REQUIRED WORK:
Your answer must be an exact copy of the records below, minus the pictures.

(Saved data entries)
· · · · ·

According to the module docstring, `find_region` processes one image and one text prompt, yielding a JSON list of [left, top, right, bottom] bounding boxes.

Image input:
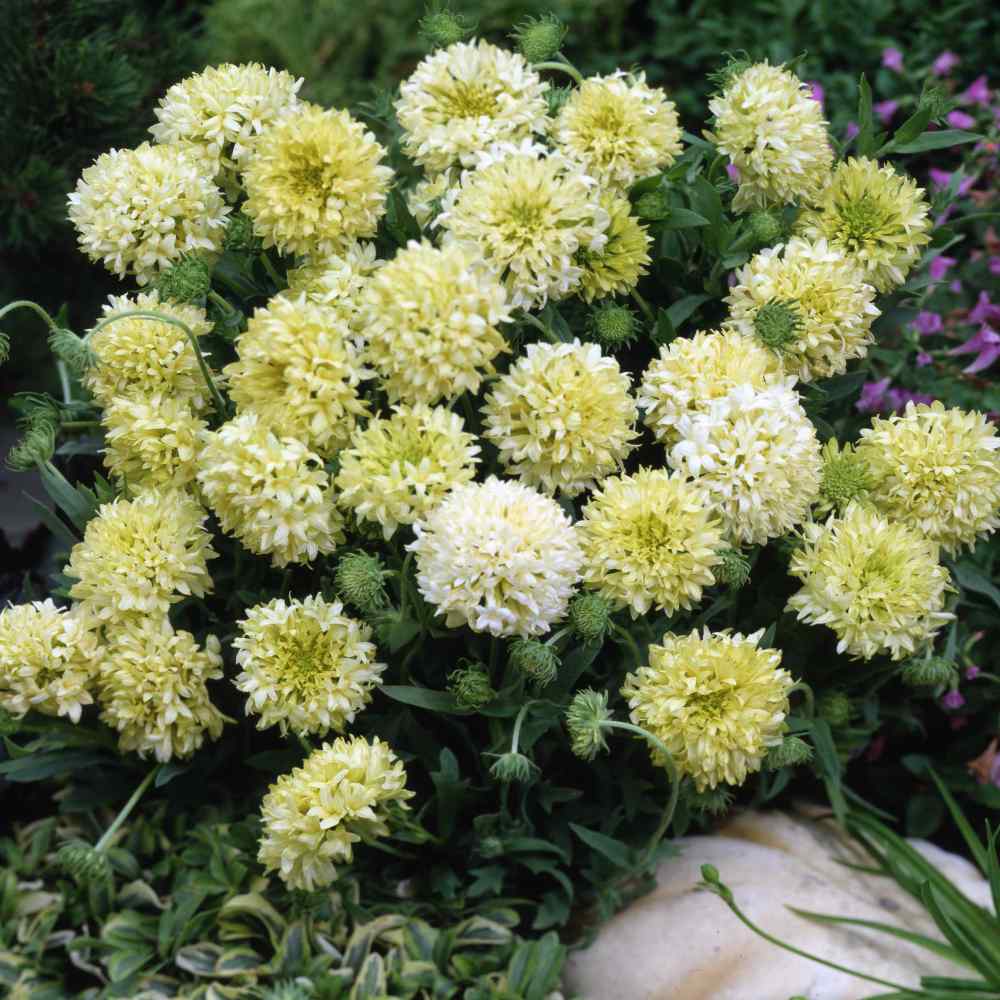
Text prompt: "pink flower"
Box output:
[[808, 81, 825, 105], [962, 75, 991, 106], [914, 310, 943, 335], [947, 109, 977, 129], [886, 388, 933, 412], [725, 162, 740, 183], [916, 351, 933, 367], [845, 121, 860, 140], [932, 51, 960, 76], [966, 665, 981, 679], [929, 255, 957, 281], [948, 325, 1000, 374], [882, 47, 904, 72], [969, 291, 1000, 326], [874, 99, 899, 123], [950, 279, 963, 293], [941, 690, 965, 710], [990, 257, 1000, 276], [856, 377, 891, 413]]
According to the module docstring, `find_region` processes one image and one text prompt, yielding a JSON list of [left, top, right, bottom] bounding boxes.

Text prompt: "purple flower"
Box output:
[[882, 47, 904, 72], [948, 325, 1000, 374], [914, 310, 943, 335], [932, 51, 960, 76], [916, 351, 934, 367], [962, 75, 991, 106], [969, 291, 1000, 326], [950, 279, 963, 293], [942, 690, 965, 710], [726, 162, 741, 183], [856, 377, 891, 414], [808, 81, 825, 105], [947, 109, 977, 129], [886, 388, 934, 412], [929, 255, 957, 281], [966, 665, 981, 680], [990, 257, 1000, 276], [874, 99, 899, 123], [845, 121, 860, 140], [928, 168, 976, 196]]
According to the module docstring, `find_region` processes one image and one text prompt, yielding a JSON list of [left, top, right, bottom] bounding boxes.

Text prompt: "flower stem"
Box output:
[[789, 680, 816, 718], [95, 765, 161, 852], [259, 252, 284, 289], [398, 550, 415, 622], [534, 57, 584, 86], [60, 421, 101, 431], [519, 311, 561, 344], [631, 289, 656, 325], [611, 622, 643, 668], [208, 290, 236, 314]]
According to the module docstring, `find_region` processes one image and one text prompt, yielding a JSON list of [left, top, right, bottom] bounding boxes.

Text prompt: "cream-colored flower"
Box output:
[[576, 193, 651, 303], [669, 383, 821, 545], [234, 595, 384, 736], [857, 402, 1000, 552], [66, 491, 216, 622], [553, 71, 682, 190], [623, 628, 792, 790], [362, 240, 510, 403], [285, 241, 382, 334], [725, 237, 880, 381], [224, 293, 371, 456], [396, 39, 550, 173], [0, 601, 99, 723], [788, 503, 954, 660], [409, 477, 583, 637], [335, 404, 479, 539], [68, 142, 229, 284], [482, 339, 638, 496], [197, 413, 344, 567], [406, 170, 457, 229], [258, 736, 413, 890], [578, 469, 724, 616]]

· · · · ·

SOLUTION FOR THIS TASK:
According to the module docstring, `find_region` processes one image and one text prompt, yielding a JSON list of [left, top, right, bottom] bounding boxes.

Image input:
Text prompt: "pink flower"
Box output:
[[808, 81, 825, 105], [962, 75, 991, 106], [914, 310, 943, 335], [947, 109, 977, 129], [886, 388, 933, 412], [725, 162, 740, 183], [916, 351, 933, 367], [845, 121, 860, 140], [932, 51, 960, 76], [966, 665, 981, 679], [929, 255, 957, 281], [948, 325, 1000, 374], [882, 47, 904, 72], [969, 291, 1000, 326], [874, 99, 899, 123], [950, 279, 963, 293], [941, 690, 965, 710], [990, 257, 1000, 276], [856, 377, 891, 413]]
According to the module docstring, `find_region` processes one image and one text prompt, yielding a JSON list of [left, top, right, bottom] bounding boxes.

Text prompt: "purple flower"
Box output:
[[882, 47, 904, 72], [948, 325, 1000, 374], [914, 310, 943, 335], [932, 51, 960, 76], [916, 351, 934, 367], [962, 75, 991, 106], [969, 291, 1000, 326], [950, 279, 963, 293], [942, 690, 965, 710], [726, 162, 741, 183], [856, 377, 891, 414], [808, 81, 825, 105], [947, 109, 977, 129], [886, 388, 934, 412], [929, 255, 957, 281], [966, 665, 981, 680], [990, 257, 1000, 276], [874, 99, 899, 123], [845, 121, 860, 140], [928, 168, 976, 196]]
According to the module docstring, `find_region` processes one image and one text prompt, yielding a JSON list of [left, top, right, bottom] bounding boxes.

Text prompt: "flower stem"
Box output:
[[789, 680, 816, 718], [95, 765, 161, 852], [259, 252, 284, 289], [398, 550, 415, 622], [534, 57, 584, 86], [60, 421, 101, 431], [519, 311, 561, 344], [631, 289, 656, 325], [611, 622, 643, 668], [208, 290, 236, 314]]
According to the module docstring, `find_region` processes one image and one text prompt, yielding a JSON list of [left, top, right, bottom] bounding boxes.

Text prompt: "cream-colored flower"
Box output:
[[576, 193, 651, 303], [669, 383, 821, 545], [234, 595, 384, 736], [857, 402, 1000, 552], [66, 491, 216, 622], [553, 71, 682, 190], [623, 628, 792, 790], [362, 240, 510, 403], [285, 241, 382, 334], [725, 237, 880, 381], [224, 293, 371, 456], [396, 39, 550, 173], [0, 601, 99, 723], [788, 503, 954, 660], [409, 477, 583, 637], [335, 404, 479, 539], [68, 142, 229, 284], [482, 339, 638, 496], [197, 413, 344, 567], [406, 170, 457, 229], [258, 736, 413, 890], [578, 469, 724, 616]]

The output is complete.